What you will do: What is needed is an exact repeat of the lines from the line containing "of the silver" through the final line of the entries below, and nothing else.

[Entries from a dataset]

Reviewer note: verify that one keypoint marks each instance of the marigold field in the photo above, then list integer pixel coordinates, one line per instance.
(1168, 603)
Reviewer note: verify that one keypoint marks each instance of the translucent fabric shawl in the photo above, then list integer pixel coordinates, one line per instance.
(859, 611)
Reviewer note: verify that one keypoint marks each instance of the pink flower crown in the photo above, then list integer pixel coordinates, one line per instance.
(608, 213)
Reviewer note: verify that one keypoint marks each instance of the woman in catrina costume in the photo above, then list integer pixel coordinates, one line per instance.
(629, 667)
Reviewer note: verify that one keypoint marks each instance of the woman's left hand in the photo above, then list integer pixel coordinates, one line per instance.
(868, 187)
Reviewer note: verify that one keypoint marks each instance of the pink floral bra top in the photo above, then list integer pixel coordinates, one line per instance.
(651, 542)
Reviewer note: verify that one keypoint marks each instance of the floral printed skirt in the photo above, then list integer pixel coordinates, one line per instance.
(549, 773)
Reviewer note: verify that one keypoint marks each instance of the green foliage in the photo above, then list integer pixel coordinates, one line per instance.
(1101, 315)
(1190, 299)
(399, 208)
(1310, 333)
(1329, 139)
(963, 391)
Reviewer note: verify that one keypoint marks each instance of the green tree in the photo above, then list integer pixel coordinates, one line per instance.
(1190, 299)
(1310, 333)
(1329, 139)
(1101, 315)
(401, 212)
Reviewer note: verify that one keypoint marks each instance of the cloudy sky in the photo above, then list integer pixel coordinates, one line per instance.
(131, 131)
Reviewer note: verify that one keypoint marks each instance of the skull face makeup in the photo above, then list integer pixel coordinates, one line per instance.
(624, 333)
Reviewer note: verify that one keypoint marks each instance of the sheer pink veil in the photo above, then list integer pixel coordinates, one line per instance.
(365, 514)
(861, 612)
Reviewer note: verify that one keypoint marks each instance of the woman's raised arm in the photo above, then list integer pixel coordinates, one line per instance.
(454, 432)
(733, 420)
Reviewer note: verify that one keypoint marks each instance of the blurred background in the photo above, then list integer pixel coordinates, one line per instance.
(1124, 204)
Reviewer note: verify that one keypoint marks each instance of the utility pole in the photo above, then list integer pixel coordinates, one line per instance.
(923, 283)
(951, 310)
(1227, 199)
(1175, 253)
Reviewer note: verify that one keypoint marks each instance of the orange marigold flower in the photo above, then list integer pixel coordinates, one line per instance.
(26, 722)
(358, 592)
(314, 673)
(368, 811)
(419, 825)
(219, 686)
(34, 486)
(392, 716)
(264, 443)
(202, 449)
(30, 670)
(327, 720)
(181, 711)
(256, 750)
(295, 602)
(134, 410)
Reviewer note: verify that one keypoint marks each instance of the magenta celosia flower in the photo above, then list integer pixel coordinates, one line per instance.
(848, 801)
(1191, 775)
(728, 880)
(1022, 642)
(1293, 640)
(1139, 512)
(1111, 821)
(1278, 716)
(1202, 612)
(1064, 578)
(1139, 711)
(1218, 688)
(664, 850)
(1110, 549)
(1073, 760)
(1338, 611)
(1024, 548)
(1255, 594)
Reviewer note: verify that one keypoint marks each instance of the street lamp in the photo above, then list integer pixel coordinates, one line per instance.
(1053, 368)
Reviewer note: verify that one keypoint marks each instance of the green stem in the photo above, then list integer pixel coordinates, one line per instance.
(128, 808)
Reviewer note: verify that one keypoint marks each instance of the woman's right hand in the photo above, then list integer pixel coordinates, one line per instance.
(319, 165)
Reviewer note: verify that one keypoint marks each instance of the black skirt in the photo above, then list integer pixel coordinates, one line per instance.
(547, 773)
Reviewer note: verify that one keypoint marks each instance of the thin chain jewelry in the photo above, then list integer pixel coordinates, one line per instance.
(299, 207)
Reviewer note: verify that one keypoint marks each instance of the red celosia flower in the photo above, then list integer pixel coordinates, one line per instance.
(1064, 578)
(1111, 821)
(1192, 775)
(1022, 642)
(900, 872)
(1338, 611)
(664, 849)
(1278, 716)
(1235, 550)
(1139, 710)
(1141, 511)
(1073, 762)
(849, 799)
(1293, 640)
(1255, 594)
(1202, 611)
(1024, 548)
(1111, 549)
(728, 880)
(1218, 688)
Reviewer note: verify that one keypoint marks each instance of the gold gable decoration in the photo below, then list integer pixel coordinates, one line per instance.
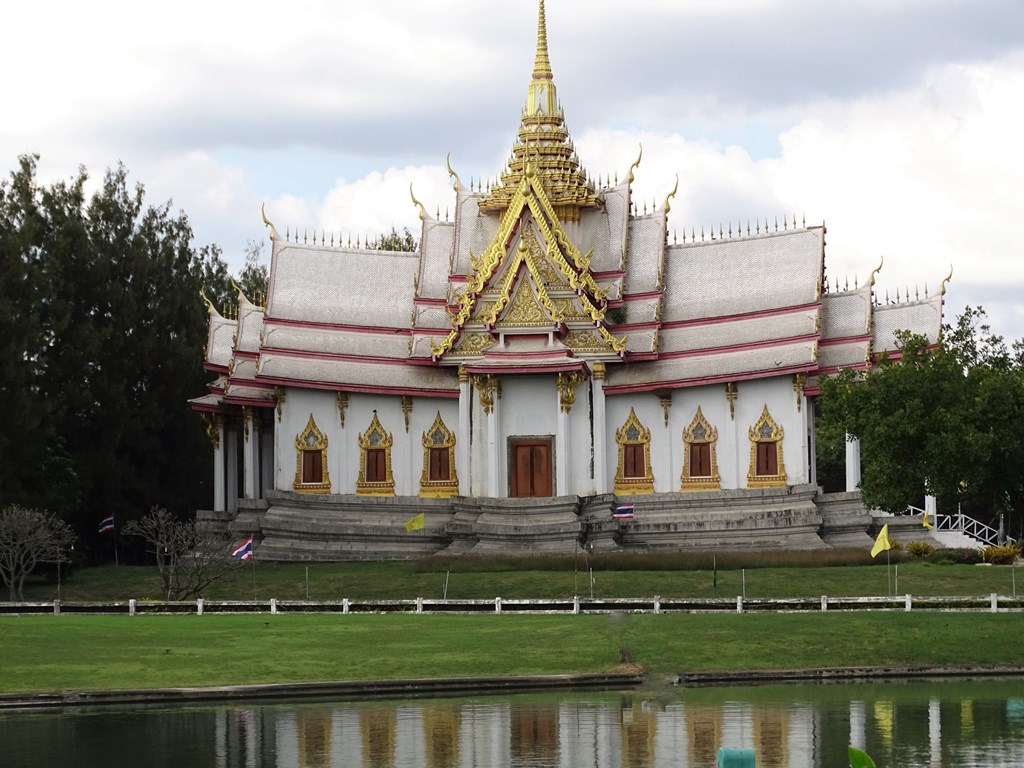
(375, 468)
(438, 441)
(633, 474)
(766, 438)
(310, 451)
(699, 433)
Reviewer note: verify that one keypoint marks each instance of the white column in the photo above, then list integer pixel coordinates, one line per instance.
(218, 468)
(231, 456)
(464, 435)
(561, 448)
(812, 445)
(852, 463)
(600, 442)
(267, 475)
(935, 733)
(250, 455)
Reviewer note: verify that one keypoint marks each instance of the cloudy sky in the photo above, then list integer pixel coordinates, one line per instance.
(898, 123)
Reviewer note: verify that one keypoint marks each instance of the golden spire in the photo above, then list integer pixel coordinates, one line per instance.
(542, 66)
(543, 143)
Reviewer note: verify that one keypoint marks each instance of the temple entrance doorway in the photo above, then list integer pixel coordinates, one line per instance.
(529, 467)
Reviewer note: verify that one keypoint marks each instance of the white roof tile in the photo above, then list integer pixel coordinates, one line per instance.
(710, 335)
(325, 371)
(692, 370)
(742, 274)
(923, 317)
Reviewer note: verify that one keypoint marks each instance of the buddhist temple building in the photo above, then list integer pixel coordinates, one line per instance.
(546, 356)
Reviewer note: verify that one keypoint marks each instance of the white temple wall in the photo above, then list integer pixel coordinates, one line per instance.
(343, 442)
(780, 398)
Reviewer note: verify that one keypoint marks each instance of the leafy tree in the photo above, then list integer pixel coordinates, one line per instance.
(102, 338)
(254, 278)
(945, 420)
(189, 555)
(29, 538)
(394, 241)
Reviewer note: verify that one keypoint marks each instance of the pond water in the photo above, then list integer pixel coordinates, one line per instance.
(937, 725)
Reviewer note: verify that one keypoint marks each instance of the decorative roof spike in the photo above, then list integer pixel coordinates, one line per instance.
(452, 174)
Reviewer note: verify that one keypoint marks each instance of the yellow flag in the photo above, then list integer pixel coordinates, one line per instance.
(882, 543)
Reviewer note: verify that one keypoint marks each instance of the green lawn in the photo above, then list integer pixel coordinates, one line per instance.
(410, 580)
(47, 652)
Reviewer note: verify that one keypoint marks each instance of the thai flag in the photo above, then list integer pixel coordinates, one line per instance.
(624, 512)
(244, 550)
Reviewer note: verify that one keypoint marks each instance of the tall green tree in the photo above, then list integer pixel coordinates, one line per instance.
(102, 318)
(945, 420)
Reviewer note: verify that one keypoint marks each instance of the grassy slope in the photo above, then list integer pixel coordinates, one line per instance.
(45, 652)
(407, 580)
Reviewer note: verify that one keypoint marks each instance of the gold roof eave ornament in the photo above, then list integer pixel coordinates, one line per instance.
(942, 289)
(670, 196)
(543, 145)
(267, 222)
(636, 164)
(418, 204)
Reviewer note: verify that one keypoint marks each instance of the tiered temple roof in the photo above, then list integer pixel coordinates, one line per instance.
(548, 270)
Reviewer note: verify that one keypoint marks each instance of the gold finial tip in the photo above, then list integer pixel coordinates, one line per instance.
(542, 65)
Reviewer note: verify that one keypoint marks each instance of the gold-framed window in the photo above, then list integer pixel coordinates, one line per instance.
(633, 473)
(767, 468)
(699, 456)
(375, 461)
(438, 479)
(311, 475)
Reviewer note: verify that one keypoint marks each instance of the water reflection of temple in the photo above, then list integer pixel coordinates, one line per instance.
(630, 732)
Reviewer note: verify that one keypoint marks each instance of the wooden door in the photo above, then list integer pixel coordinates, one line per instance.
(529, 473)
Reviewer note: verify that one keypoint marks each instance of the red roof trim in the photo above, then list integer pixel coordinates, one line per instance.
(335, 327)
(846, 340)
(742, 315)
(344, 387)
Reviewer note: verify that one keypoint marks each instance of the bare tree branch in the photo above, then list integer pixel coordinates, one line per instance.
(28, 538)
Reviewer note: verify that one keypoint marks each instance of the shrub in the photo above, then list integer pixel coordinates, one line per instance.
(1004, 554)
(920, 550)
(955, 556)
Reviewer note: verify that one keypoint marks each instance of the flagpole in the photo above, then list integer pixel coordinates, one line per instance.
(889, 576)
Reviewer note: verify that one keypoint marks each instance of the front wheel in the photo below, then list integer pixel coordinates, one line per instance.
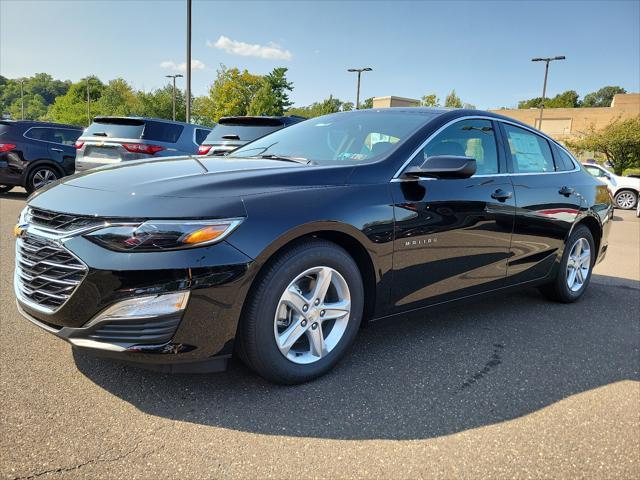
(303, 313)
(626, 199)
(575, 269)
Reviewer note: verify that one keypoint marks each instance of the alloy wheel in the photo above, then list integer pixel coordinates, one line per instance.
(626, 200)
(42, 177)
(312, 315)
(578, 264)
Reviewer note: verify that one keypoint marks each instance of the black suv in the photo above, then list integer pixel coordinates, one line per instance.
(33, 154)
(234, 132)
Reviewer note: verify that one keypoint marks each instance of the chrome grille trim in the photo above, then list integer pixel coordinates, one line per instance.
(46, 273)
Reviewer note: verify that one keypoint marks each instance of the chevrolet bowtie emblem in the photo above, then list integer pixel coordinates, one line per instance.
(19, 229)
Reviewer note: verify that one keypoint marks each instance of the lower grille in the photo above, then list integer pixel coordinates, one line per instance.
(47, 274)
(148, 332)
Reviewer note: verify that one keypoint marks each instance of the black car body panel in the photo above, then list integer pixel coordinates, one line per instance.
(36, 143)
(417, 242)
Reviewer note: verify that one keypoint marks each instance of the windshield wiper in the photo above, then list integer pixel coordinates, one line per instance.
(286, 158)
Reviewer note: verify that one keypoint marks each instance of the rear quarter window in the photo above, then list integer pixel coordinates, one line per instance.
(162, 132)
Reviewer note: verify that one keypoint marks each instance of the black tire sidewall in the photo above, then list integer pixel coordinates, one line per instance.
(265, 356)
(562, 289)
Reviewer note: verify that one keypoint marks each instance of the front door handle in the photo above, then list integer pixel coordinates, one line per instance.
(501, 195)
(566, 191)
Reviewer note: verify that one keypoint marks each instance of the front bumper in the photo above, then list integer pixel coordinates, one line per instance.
(217, 278)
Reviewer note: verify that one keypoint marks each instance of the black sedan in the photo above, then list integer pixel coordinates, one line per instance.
(281, 251)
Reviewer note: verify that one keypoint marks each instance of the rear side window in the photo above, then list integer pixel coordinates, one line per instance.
(130, 128)
(245, 133)
(201, 134)
(162, 132)
(530, 153)
(564, 161)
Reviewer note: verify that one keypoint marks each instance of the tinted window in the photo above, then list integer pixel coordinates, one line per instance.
(467, 138)
(201, 134)
(246, 133)
(340, 137)
(116, 128)
(162, 132)
(65, 136)
(530, 153)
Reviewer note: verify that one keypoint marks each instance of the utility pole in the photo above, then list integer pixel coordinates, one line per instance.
(22, 96)
(544, 86)
(188, 99)
(174, 92)
(359, 71)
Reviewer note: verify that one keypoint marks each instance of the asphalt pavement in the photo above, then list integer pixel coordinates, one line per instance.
(508, 387)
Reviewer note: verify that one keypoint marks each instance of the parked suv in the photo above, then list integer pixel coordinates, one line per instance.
(33, 154)
(625, 190)
(234, 132)
(111, 140)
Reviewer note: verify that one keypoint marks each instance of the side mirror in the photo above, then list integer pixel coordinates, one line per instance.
(443, 166)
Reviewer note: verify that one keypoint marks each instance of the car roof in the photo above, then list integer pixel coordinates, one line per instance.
(36, 123)
(155, 119)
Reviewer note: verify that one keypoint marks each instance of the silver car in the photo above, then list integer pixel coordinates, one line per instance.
(110, 140)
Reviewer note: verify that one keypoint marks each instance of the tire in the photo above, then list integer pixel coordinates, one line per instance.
(40, 176)
(268, 315)
(560, 290)
(626, 199)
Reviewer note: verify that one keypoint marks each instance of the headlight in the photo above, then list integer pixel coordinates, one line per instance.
(155, 235)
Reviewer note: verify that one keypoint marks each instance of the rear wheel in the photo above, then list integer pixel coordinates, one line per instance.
(626, 199)
(575, 269)
(303, 313)
(40, 176)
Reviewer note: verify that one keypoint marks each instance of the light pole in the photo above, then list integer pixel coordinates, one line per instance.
(174, 92)
(188, 99)
(359, 70)
(22, 96)
(544, 86)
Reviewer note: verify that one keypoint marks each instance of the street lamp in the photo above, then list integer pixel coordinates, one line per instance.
(544, 87)
(359, 70)
(174, 92)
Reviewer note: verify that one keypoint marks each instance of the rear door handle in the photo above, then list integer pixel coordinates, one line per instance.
(566, 191)
(501, 195)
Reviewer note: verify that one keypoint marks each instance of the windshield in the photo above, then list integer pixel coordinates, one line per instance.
(344, 137)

Output of the task:
Reviewer note: verify that one keypoint marks each instance of the silver car in the photo above, then list integer pixel coordinates, one line per instance.
(110, 140)
Reviewer note: verify that one keypoint marks each instance of the tire in the photo above, then list integer pixel coordinates, one line per instance.
(40, 176)
(268, 315)
(560, 290)
(626, 199)
Reviewer note: verify that one keypoint marks each instance of the headlight in the photo above, then list integer pixel coordinates, one line per instance.
(155, 235)
Reviewer note: verify that one keypoint marks each instance of the rear wheel in the photo above, then list integer pixel coordinates, one line per instance.
(626, 199)
(575, 269)
(303, 313)
(40, 176)
Reviewer note: verify that one keypoint marks each instance of the light pole in the photo above, then list integer pixel coordinates, one line per instance.
(174, 92)
(188, 99)
(359, 70)
(22, 96)
(544, 86)
Reviewer note: verify that one keypoint marks each instance of the street lamp in the photo above, then list integer pixel coordinates, one line per instance.
(544, 87)
(359, 70)
(174, 92)
Reviewer note: verify that one keypoint marks each instance of the rear door handle in the photo above, then list integer pixel coordinates, one line per instance.
(566, 191)
(501, 195)
Reviewer note: verify that one keypoint marks each instance of the windshield in the photo above, then list integer pixel coordinates, one line per instance.
(344, 137)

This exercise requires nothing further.